====== Extracted data

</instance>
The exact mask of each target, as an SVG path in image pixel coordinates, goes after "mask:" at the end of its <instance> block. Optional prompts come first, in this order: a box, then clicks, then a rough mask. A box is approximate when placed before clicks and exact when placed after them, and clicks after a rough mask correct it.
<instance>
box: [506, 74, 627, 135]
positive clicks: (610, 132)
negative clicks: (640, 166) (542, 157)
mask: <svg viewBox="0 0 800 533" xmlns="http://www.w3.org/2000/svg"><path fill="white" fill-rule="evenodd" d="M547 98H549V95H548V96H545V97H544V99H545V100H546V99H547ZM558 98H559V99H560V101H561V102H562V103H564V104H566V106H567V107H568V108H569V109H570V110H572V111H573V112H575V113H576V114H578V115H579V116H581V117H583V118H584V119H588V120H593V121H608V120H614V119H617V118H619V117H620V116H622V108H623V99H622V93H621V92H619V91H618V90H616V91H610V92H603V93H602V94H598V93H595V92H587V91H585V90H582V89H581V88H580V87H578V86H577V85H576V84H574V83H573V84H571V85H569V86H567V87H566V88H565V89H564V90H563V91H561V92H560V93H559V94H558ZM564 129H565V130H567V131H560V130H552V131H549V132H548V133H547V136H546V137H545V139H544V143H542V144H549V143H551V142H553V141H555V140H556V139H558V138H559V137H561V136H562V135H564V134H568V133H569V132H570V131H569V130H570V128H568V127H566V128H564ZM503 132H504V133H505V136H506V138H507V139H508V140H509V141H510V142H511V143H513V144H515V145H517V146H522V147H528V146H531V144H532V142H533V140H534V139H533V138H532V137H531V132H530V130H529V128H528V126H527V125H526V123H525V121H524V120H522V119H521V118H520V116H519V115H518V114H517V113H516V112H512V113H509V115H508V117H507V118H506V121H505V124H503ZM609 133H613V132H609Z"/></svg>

============

** What is required **
Copy every entry above word for word.

** Task answer **
</instance>
The exact mask of each target, as an SVG path in image pixel coordinates, goes after "mask:" at the end of its <instance> block. Optional prompts come first, in this order: a box, then clicks, then a rough mask. A box is approximate when placed before clicks and exact when placed after them, and clicks after a rough mask correct it.
<instance>
box: [506, 74, 627, 135]
positive clicks: (610, 132)
negative clicks: (640, 166) (542, 157)
mask: <svg viewBox="0 0 800 533" xmlns="http://www.w3.org/2000/svg"><path fill="white" fill-rule="evenodd" d="M547 98H549V95H548V96H545V97H544V99H545V100H546V99H547ZM558 98H559V99H560V101H561V102H562V103H564V104H566V106H567V107H568V108H569V109H570V110H572V111H573V112H575V113H576V114H578V115H579V116H581V117H583V118H584V119H588V120H593V121H608V120H614V119H617V118H619V117H620V116H622V108H623V99H622V93H621V92H619V91H618V90H616V91H610V92H603V93H602V94H598V93H595V92H587V91H585V90H582V89H581V88H580V87H578V86H577V85H576V84H574V83H573V84H571V85H569V86H567V87H566V88H565V89H564V90H563V91H561V92H560V93H559V94H558ZM564 129H565V130H567V131H560V130H552V131H549V132H548V133H547V136H546V137H545V139H544V143H542V144H549V143H551V142H553V141H555V140H556V139H558V138H559V137H561V136H562V135H564V134H568V133H569V132H570V131H569V130H570V128H568V127H566V128H564ZM503 132H504V133H505V136H506V138H507V139H508V140H509V141H510V142H511V143H513V144H515V145H517V146H522V147H528V146H531V144H532V142H533V140H534V139H533V138H532V137H531V132H530V130H529V128H528V126H527V125H526V123H525V121H524V120H522V119H521V118H520V116H519V115H518V114H517V113H516V112H512V113H509V115H508V117H507V118H506V121H505V124H503ZM609 133H613V132H609Z"/></svg>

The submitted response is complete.